__Instructions for the task__.
In the lines starting at the beginning of the listing and ending at the line containing "[27,215,40,234]", rename "white sign panel" to "white placard" and leave everything else unchanged. Give back only those lines, without the pictures.

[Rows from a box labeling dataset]
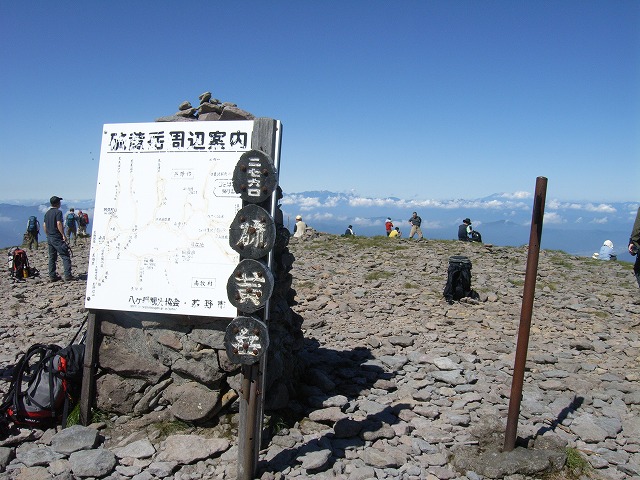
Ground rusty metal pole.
[504,177,547,452]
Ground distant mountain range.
[0,191,639,261]
[281,191,639,261]
[0,200,95,247]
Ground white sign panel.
[85,121,253,317]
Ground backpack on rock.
[0,344,84,428]
[443,255,479,303]
[7,247,40,281]
[27,215,40,234]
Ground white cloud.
[584,203,616,213]
[350,217,384,227]
[303,212,338,223]
[544,212,566,224]
[500,192,533,200]
[545,200,616,213]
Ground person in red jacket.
[384,217,393,237]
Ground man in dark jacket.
[409,212,422,240]
[458,218,473,242]
[629,208,640,287]
[43,195,73,282]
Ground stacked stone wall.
[96,92,303,423]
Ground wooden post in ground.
[238,118,280,480]
[80,311,100,426]
[504,177,547,452]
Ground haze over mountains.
[282,191,638,261]
[0,191,639,261]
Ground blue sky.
[0,0,640,202]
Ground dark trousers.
[27,232,38,249]
[47,236,71,278]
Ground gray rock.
[220,106,256,121]
[112,438,156,458]
[155,435,229,465]
[299,450,331,472]
[0,447,15,472]
[15,447,64,467]
[147,462,178,478]
[51,425,98,455]
[165,382,220,422]
[69,449,117,477]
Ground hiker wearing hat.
[384,217,393,237]
[43,195,73,282]
[627,208,640,287]
[591,240,618,260]
[293,215,307,238]
[409,212,423,240]
[458,218,473,242]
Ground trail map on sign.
[85,121,253,317]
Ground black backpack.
[0,344,84,428]
[27,215,38,233]
[8,247,29,279]
[443,255,478,303]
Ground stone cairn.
[96,92,303,424]
[156,92,256,122]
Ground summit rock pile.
[0,232,640,480]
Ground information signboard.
[85,121,253,317]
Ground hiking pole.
[503,177,547,452]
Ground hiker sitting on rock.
[293,215,307,238]
[458,218,473,242]
[591,240,618,260]
[389,227,402,238]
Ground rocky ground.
[0,234,640,480]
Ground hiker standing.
[384,217,393,237]
[78,210,87,237]
[293,215,307,238]
[65,207,78,245]
[27,215,40,250]
[44,195,73,282]
[409,212,423,240]
[629,208,640,287]
[458,218,473,242]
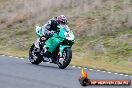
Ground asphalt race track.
[0,56,132,88]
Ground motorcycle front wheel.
[57,48,72,69]
[29,44,42,65]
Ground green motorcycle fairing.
[45,25,75,53]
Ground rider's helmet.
[57,15,67,24]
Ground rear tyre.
[29,44,42,65]
[57,48,72,69]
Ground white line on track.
[114,73,118,74]
[72,66,76,68]
[0,55,132,77]
[89,69,93,71]
[97,70,100,71]
[9,56,13,57]
[1,55,5,56]
[108,72,112,74]
[102,71,106,72]
[77,67,82,69]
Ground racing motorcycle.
[29,25,75,69]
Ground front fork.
[59,45,71,57]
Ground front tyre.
[29,44,42,65]
[57,48,72,69]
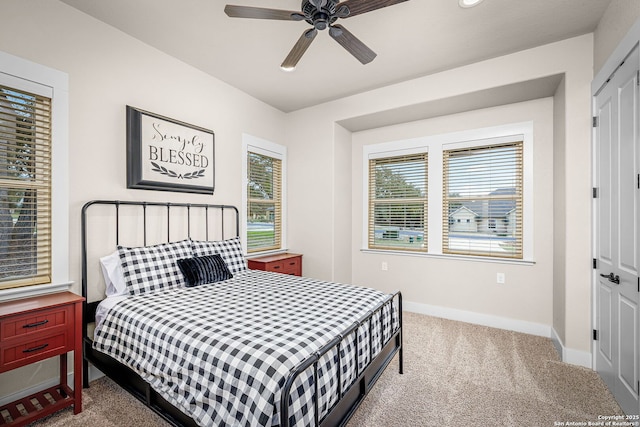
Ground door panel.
[616,74,638,279]
[596,280,615,390]
[594,48,640,414]
[614,296,638,414]
[597,100,614,269]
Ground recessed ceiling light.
[458,0,482,8]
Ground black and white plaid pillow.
[118,240,192,295]
[191,237,247,274]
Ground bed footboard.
[280,291,404,427]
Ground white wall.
[352,98,553,325]
[0,0,285,397]
[287,35,593,364]
[593,0,640,75]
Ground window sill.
[0,282,73,302]
[360,248,536,265]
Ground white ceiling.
[62,0,610,112]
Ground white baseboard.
[551,328,593,369]
[402,301,591,368]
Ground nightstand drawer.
[0,331,73,372]
[249,253,302,276]
[0,306,73,343]
[281,257,302,276]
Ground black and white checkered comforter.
[94,270,398,426]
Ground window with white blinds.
[368,153,428,252]
[247,151,282,253]
[0,85,51,289]
[442,142,523,259]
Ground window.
[0,51,71,301]
[245,135,286,253]
[0,85,51,288]
[442,142,523,259]
[368,153,427,252]
[362,122,534,263]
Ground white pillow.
[100,250,129,297]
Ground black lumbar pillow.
[178,254,233,288]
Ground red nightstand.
[0,292,84,426]
[248,253,302,276]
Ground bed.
[81,200,403,426]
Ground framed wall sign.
[127,105,215,194]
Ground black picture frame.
[126,105,215,194]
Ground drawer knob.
[22,319,49,328]
[22,343,49,353]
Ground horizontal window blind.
[442,142,523,259]
[247,152,282,252]
[0,85,51,289]
[368,153,428,252]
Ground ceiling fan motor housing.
[302,0,338,30]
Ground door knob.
[600,273,620,285]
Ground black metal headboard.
[81,200,240,338]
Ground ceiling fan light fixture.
[458,0,482,9]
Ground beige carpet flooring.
[27,313,622,427]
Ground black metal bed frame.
[81,200,403,427]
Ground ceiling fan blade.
[280,28,318,70]
[224,4,305,21]
[337,0,407,18]
[329,25,376,64]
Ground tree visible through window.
[369,153,427,251]
[247,152,282,252]
[0,85,51,289]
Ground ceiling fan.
[224,0,407,71]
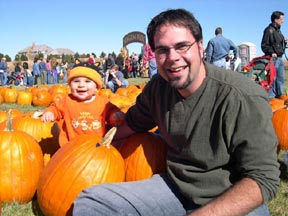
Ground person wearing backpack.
[261,11,288,99]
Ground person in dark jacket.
[261,11,288,98]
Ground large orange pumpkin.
[0,110,44,203]
[272,109,288,150]
[37,128,124,216]
[119,132,167,181]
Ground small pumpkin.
[272,109,288,151]
[119,132,167,181]
[4,86,18,103]
[37,128,124,216]
[0,112,44,203]
[17,91,32,105]
[13,111,60,155]
[32,90,52,106]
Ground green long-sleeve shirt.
[126,64,280,205]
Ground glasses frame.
[154,40,197,58]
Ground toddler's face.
[70,77,97,101]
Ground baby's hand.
[41,112,55,122]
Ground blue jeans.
[148,60,157,79]
[213,58,226,68]
[0,72,5,86]
[73,174,269,216]
[269,57,285,98]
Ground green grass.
[0,74,288,216]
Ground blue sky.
[0,0,288,59]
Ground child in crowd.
[23,62,34,87]
[41,62,124,146]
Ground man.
[73,9,280,216]
[206,27,238,68]
[261,11,288,98]
[104,64,128,93]
[0,57,8,86]
[39,58,48,85]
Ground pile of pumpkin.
[0,84,145,107]
[0,83,167,215]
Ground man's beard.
[169,76,192,90]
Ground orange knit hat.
[68,65,102,89]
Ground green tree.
[100,51,106,58]
[18,54,28,61]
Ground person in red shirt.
[88,53,96,64]
[41,60,124,146]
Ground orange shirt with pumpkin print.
[44,95,120,146]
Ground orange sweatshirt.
[44,95,119,146]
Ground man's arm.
[189,178,263,216]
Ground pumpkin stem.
[31,111,43,119]
[101,127,117,148]
[4,109,13,132]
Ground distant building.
[17,43,75,60]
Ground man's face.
[275,15,284,26]
[154,24,205,96]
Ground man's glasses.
[155,41,197,58]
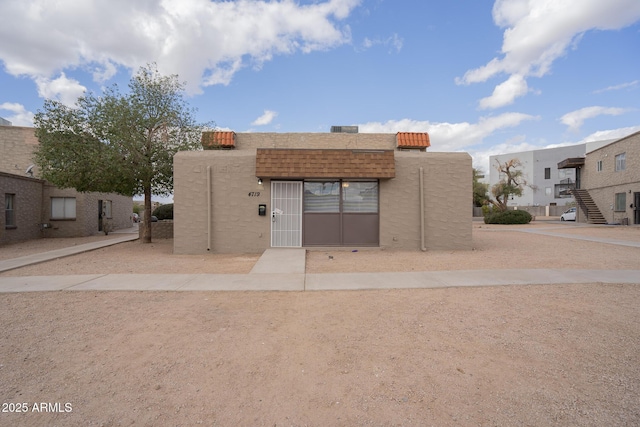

__Response to this task__.
Ground rusty metal pole.
[504,177,547,452]
Ground distant mountain range.
[0,191,639,261]
[281,191,639,261]
[0,200,95,247]
Ground white placard.
[85,121,253,317]
Ground backpack on rock.
[0,344,84,428]
[443,255,479,303]
[7,247,40,281]
[27,215,40,234]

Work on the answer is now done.